- WHAT IS REQUIRED -
Please find every line below that contains the word "glacier" and copy each one out in full, treating uppercase and lowercase as different.
start INFORMATION GIVEN
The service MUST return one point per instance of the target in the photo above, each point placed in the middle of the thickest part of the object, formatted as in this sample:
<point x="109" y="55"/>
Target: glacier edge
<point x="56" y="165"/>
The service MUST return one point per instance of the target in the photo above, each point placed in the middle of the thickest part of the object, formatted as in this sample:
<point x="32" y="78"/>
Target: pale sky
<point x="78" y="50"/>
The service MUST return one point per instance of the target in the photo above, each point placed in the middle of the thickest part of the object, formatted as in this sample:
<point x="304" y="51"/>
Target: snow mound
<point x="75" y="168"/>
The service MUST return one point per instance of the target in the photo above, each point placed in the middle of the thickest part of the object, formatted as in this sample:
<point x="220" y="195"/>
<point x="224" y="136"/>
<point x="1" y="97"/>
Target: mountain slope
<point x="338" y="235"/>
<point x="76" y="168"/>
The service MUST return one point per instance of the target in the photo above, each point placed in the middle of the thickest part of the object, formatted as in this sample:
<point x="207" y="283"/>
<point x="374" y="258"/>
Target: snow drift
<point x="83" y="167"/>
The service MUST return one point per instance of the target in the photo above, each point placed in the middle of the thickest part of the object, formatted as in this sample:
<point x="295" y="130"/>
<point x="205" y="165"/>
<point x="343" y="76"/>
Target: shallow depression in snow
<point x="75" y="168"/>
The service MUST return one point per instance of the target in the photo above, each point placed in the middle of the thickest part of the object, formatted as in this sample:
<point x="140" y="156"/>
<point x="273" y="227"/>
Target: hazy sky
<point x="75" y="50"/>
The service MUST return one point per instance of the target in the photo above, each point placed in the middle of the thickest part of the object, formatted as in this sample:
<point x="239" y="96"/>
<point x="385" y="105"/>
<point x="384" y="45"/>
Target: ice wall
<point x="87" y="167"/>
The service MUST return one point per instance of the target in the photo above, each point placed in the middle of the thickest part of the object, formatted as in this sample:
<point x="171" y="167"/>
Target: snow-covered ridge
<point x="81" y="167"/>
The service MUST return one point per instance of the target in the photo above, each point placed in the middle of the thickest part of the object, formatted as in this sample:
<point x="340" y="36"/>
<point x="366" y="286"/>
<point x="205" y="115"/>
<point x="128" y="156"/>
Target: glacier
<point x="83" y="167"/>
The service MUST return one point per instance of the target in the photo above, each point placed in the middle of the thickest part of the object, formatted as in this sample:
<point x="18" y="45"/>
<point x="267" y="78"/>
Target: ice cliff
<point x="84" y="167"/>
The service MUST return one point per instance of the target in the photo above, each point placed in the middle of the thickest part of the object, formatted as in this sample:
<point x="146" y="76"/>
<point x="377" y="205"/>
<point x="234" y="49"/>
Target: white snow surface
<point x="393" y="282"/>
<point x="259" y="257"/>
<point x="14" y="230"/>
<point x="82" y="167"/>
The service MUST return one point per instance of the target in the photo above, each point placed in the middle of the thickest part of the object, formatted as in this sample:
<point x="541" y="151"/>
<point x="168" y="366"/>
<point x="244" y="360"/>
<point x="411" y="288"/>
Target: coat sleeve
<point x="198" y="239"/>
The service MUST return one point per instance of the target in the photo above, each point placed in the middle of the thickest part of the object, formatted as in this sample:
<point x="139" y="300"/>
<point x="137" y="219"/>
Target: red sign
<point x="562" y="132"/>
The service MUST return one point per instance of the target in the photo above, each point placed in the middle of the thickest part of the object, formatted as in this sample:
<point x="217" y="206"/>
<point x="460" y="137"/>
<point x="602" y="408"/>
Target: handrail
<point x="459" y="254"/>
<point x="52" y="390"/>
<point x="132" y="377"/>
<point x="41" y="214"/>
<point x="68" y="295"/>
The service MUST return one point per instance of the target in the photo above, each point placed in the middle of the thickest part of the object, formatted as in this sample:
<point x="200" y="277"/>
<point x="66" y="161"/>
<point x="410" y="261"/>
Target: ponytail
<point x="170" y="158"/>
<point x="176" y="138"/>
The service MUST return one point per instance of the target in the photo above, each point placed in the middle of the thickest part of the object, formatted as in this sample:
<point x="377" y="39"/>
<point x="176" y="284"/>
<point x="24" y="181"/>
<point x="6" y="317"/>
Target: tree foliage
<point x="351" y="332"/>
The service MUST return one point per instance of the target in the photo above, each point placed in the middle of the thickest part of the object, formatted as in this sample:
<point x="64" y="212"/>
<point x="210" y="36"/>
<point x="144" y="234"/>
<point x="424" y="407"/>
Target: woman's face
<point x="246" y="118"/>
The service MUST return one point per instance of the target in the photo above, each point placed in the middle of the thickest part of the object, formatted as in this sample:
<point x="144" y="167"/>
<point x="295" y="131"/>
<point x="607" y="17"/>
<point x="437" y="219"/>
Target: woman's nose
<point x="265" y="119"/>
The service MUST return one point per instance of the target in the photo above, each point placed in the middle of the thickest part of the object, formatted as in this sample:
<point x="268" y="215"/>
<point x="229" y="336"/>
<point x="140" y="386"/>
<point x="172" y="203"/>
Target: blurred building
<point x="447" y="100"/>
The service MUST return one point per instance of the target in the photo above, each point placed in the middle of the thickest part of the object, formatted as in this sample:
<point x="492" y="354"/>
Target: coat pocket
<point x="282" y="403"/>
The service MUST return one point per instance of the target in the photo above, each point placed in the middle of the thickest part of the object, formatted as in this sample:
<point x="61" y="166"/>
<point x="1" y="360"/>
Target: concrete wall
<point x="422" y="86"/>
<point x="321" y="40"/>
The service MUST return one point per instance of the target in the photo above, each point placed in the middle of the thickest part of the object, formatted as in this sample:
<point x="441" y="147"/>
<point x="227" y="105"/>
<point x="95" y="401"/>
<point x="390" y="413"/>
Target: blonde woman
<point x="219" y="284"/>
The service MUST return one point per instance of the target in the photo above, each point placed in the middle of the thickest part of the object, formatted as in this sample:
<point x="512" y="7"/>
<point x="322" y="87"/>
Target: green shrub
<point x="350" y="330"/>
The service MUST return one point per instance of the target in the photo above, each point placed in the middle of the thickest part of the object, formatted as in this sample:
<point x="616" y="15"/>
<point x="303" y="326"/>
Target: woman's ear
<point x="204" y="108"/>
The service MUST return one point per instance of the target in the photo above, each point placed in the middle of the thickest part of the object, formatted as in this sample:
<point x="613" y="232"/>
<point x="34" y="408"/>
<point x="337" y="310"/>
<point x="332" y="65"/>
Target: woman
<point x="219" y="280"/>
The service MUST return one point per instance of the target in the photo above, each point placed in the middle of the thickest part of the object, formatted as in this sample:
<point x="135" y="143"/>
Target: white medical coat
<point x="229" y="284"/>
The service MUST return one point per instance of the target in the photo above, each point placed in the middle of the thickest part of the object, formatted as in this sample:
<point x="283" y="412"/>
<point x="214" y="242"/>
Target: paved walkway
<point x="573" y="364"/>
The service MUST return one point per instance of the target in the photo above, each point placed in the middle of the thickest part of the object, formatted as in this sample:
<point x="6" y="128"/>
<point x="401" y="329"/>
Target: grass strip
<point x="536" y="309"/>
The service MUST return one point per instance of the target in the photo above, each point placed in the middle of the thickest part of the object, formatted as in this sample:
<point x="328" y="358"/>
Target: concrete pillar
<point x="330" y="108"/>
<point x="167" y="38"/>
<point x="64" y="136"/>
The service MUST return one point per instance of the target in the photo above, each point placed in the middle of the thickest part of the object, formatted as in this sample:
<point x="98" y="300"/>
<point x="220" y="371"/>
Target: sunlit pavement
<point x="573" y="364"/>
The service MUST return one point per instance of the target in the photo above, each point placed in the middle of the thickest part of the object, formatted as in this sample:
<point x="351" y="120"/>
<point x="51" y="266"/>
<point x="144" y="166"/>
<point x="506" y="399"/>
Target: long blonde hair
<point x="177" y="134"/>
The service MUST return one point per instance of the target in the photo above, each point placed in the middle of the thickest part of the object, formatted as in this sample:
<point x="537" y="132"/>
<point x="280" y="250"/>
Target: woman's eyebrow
end INFORMATION GIVEN
- IN RESPONSE -
Target: glacier edge
Target: glacier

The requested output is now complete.